EXERCISE TASK: Could you copy out, character for character, every line between the line containing "of the high-rise" and the line containing "x=745, y=416", both included?

* START STORED RECORDS *

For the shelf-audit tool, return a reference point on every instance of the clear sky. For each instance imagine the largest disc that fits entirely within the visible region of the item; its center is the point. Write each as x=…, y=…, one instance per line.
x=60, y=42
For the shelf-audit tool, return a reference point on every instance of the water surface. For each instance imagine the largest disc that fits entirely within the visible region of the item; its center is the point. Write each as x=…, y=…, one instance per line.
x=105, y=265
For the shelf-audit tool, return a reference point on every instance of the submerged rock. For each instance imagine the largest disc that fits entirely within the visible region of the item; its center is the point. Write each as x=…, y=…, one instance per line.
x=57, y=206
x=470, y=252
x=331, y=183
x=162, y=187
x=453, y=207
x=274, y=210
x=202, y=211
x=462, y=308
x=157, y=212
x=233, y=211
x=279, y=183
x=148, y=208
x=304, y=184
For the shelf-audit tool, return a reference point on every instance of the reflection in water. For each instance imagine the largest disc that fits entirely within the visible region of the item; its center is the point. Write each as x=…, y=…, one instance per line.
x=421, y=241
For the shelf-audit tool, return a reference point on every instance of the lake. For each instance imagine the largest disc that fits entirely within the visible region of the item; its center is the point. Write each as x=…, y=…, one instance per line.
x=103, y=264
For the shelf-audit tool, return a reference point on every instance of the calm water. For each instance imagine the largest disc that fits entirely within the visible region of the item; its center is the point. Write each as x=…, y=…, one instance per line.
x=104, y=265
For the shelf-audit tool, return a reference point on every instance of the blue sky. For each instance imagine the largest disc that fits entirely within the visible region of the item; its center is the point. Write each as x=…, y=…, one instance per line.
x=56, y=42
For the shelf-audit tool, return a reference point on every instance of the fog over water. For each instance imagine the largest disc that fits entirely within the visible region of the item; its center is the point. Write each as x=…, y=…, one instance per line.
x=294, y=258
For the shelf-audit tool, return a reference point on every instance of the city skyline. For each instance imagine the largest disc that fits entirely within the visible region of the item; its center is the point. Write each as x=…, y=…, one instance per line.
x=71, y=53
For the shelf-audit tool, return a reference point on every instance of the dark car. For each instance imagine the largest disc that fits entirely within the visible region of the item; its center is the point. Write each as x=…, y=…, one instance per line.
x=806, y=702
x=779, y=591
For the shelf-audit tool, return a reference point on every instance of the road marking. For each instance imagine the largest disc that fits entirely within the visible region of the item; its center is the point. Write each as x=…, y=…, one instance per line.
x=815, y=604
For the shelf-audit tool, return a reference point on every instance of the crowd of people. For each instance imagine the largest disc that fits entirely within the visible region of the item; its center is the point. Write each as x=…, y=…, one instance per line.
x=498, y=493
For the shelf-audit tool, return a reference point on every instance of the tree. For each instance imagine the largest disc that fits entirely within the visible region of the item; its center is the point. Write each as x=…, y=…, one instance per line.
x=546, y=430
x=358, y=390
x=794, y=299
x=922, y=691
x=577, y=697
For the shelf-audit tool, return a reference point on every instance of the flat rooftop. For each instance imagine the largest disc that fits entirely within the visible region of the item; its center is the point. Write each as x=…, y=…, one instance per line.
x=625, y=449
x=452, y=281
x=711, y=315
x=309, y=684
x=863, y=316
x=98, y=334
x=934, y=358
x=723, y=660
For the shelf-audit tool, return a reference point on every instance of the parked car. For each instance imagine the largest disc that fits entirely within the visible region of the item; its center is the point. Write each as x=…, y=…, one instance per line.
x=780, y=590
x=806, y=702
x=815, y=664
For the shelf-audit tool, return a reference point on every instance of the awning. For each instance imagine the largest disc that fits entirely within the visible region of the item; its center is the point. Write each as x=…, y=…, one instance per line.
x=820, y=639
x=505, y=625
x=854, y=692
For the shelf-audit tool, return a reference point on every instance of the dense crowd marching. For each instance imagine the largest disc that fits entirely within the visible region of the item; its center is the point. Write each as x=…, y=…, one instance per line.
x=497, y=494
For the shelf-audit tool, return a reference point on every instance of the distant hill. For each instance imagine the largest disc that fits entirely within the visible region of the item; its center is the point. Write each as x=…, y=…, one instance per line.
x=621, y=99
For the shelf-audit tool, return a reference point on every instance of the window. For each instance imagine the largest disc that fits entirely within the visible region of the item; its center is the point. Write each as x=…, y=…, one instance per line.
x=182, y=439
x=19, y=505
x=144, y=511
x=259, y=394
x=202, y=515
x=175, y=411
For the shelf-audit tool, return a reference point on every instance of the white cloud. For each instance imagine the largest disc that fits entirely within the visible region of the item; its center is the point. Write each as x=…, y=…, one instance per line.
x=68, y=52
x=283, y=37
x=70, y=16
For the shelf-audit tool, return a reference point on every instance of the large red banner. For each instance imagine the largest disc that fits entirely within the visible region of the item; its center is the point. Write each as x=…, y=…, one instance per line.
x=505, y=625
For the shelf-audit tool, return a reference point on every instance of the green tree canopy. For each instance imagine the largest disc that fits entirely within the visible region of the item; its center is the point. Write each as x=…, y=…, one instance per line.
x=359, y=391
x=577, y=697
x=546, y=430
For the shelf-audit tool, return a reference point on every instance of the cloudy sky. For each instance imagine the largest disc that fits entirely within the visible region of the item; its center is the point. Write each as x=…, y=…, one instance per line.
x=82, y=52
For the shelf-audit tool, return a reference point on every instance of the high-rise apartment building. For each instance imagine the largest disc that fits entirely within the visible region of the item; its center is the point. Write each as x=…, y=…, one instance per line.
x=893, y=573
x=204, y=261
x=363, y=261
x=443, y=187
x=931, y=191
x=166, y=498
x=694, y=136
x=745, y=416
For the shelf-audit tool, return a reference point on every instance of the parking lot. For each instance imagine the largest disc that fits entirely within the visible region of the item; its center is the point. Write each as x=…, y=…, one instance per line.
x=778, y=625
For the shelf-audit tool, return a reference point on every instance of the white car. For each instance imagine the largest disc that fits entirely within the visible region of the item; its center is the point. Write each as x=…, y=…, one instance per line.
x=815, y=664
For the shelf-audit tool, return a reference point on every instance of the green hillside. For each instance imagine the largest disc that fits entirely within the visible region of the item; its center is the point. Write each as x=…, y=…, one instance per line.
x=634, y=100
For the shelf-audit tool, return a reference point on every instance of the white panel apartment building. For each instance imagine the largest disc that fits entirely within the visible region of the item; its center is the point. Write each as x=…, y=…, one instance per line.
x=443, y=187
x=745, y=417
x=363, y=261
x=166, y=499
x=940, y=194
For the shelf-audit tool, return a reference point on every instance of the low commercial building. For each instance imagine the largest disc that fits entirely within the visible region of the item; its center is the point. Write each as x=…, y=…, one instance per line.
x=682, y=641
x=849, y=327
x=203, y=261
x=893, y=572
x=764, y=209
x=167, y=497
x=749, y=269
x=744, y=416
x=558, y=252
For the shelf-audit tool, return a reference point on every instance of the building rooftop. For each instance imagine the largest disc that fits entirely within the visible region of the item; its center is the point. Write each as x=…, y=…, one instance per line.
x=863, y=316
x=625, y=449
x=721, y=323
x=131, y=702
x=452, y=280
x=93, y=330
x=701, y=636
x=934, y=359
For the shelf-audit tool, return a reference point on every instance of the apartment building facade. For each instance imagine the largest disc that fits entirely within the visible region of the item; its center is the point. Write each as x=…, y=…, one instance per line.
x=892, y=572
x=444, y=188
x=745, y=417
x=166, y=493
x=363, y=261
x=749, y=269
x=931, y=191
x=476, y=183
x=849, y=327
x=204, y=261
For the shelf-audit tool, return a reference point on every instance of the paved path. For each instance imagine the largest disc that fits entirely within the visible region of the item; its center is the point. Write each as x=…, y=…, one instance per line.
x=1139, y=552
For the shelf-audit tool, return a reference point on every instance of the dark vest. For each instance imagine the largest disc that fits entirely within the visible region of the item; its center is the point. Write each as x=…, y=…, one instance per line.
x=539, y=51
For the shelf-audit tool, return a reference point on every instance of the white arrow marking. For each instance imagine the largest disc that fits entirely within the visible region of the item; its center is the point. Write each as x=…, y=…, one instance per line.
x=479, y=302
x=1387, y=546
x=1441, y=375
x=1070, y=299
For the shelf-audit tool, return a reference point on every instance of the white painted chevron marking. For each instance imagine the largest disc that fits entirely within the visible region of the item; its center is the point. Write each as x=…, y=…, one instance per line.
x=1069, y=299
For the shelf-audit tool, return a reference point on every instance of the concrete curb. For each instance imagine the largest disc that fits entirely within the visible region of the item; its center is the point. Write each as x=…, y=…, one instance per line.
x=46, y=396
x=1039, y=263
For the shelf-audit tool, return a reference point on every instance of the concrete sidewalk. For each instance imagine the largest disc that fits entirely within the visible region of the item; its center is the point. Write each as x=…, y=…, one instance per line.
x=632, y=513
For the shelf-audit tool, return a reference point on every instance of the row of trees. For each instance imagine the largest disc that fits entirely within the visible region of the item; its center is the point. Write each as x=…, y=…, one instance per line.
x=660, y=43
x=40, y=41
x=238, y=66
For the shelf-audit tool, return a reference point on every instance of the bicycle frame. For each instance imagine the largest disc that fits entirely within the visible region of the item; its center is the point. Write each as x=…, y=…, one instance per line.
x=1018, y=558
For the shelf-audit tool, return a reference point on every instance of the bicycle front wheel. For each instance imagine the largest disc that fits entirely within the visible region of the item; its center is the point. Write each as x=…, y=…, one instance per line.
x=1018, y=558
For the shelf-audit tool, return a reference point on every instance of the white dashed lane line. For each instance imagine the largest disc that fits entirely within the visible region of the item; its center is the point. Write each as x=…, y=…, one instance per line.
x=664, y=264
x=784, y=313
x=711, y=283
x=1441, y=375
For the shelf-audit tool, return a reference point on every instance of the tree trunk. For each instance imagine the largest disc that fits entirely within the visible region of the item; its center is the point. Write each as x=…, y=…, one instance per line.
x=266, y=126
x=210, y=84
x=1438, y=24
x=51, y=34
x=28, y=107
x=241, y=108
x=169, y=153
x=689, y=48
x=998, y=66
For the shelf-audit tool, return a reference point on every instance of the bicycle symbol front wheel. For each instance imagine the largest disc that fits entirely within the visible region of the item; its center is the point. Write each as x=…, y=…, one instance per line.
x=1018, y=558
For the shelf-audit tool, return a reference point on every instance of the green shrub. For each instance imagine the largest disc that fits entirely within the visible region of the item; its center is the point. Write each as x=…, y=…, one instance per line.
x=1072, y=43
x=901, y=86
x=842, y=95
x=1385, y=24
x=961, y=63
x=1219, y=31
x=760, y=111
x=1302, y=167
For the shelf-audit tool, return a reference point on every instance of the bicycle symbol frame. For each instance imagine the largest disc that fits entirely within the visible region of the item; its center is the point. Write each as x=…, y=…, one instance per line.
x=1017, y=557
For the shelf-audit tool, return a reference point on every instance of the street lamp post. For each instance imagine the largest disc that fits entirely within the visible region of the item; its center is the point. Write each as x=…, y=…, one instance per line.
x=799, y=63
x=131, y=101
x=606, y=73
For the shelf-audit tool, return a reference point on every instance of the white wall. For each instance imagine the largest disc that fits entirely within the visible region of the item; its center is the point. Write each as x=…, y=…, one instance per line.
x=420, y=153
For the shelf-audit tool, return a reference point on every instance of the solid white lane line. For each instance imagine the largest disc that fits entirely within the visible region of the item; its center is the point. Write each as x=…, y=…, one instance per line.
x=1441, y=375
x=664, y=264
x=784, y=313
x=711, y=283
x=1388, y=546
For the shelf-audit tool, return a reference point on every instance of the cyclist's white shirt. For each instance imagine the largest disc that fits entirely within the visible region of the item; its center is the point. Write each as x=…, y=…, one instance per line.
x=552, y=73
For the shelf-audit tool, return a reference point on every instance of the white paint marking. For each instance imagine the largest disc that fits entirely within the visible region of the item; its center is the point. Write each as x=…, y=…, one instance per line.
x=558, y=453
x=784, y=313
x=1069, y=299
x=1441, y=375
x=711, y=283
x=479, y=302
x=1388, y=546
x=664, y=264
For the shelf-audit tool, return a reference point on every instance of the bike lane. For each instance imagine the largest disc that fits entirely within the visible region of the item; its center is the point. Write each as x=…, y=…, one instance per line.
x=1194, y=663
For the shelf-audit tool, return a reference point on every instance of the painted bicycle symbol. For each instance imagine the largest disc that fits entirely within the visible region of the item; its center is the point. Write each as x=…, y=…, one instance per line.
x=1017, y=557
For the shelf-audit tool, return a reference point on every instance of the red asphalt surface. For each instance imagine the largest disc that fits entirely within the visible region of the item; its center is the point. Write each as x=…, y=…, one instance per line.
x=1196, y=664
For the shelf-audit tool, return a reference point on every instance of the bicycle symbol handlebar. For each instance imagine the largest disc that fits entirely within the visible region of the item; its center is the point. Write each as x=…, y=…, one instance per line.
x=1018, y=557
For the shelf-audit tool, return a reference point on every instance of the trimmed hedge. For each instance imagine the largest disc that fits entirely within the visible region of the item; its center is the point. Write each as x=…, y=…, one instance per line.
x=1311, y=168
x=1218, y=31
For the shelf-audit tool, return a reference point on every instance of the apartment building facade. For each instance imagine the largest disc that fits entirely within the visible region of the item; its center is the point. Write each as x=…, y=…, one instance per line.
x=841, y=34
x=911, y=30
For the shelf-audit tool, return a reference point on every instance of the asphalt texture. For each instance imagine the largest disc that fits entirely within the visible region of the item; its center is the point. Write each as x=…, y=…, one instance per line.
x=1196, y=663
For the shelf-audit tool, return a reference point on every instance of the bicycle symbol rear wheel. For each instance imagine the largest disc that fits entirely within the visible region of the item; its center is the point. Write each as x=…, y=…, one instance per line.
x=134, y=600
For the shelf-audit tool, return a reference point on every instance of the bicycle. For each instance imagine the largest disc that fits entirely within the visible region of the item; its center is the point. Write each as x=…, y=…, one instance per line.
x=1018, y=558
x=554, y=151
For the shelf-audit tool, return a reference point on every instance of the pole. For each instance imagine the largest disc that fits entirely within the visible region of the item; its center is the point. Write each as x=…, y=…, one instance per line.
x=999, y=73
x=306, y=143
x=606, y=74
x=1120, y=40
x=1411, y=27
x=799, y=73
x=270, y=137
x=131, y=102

* END STORED RECORDS *

OUTPUT:
For the shelf-audit tool, return a reference point on every instance of the high-rise apartment building. For each instance imagine the largest disc that fits entirely within the visible region of the item; its center is the point. Write each as x=…, y=…, one instance per line.
x=893, y=573
x=204, y=261
x=363, y=261
x=443, y=187
x=931, y=191
x=166, y=498
x=694, y=136
x=745, y=416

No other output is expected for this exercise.